What to work on: Show all lines from the data that include the word "forest".

Source material:
☆ ☆ ☆ ☆

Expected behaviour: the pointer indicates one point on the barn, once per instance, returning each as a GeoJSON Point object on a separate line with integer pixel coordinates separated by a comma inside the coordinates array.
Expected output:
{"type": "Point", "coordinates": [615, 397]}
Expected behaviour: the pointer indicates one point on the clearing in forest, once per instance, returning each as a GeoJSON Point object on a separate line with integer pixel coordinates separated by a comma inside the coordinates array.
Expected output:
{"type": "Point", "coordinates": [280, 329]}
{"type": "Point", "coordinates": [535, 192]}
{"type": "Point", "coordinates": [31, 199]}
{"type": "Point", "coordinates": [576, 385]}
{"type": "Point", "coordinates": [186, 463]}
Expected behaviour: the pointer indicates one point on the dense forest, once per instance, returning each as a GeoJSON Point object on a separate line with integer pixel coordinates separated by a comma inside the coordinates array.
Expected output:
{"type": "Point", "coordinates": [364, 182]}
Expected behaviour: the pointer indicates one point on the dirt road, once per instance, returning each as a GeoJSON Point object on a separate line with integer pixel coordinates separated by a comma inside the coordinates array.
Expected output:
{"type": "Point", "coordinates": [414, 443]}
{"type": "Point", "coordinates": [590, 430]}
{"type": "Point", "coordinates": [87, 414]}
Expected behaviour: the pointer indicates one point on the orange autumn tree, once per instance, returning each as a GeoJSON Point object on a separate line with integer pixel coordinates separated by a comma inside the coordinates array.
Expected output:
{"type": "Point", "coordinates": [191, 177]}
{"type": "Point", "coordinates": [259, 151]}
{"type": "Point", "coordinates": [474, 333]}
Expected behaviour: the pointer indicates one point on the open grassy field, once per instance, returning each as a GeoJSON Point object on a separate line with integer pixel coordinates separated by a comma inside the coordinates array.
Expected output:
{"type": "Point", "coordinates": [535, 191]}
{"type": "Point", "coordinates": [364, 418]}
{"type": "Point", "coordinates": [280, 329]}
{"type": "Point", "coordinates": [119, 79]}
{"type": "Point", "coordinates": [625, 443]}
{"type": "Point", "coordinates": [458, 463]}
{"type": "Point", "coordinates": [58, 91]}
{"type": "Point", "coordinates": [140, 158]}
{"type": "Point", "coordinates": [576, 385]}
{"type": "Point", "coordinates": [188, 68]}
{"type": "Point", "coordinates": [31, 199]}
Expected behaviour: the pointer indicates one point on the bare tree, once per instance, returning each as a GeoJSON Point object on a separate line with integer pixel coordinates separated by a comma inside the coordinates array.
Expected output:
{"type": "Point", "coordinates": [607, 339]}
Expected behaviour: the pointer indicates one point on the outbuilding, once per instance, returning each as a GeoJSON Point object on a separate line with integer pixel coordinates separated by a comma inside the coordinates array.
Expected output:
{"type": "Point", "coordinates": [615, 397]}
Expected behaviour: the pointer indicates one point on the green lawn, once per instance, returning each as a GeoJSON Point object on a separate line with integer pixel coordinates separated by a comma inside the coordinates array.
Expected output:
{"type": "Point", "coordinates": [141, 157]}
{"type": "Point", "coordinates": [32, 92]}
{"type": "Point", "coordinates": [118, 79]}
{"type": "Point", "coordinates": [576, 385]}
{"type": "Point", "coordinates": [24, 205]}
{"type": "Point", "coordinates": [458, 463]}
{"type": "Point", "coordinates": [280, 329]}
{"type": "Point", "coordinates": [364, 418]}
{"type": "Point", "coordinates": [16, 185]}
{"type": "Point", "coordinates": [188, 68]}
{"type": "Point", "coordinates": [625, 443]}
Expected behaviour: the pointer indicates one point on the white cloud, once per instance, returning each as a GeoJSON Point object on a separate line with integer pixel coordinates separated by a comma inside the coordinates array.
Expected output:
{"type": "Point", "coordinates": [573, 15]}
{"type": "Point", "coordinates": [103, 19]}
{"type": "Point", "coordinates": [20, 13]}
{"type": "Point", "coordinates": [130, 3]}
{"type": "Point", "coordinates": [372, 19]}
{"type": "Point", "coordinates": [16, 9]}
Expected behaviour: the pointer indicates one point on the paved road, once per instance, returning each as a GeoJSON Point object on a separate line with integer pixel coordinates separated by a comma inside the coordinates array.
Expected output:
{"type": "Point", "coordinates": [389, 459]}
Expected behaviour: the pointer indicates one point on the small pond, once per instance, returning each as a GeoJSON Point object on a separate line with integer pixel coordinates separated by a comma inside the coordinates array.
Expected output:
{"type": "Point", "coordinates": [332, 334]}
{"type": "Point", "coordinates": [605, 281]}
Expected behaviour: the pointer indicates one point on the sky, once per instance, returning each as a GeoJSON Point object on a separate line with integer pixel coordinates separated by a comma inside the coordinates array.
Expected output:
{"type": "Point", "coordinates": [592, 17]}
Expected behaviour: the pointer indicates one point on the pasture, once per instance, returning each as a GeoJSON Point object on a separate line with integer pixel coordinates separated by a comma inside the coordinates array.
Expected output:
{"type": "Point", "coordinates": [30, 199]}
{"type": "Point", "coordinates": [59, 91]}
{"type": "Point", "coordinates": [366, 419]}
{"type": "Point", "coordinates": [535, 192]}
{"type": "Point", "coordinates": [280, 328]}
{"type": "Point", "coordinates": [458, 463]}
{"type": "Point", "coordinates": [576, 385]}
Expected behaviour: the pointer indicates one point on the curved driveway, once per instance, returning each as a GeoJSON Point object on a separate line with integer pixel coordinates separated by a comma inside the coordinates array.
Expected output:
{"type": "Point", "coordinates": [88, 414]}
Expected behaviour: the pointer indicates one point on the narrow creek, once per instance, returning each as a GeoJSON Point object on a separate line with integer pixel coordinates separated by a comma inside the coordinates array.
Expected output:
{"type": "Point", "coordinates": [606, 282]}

☆ ☆ ☆ ☆

Answer area:
Expected behaviour: the pointer indicates one point on the clearing in forest, once per instance, returning each as a GeoJSON Point object on a separate line with integer pixel coordinates separated by a comma inside the coordinates array.
Expected behaviour: the pointer indicates one point on the dense forest, once per instance, returning each as a GeoJSON Point object on a separate line with integer pixel coordinates separated by a comma inside the coordinates array.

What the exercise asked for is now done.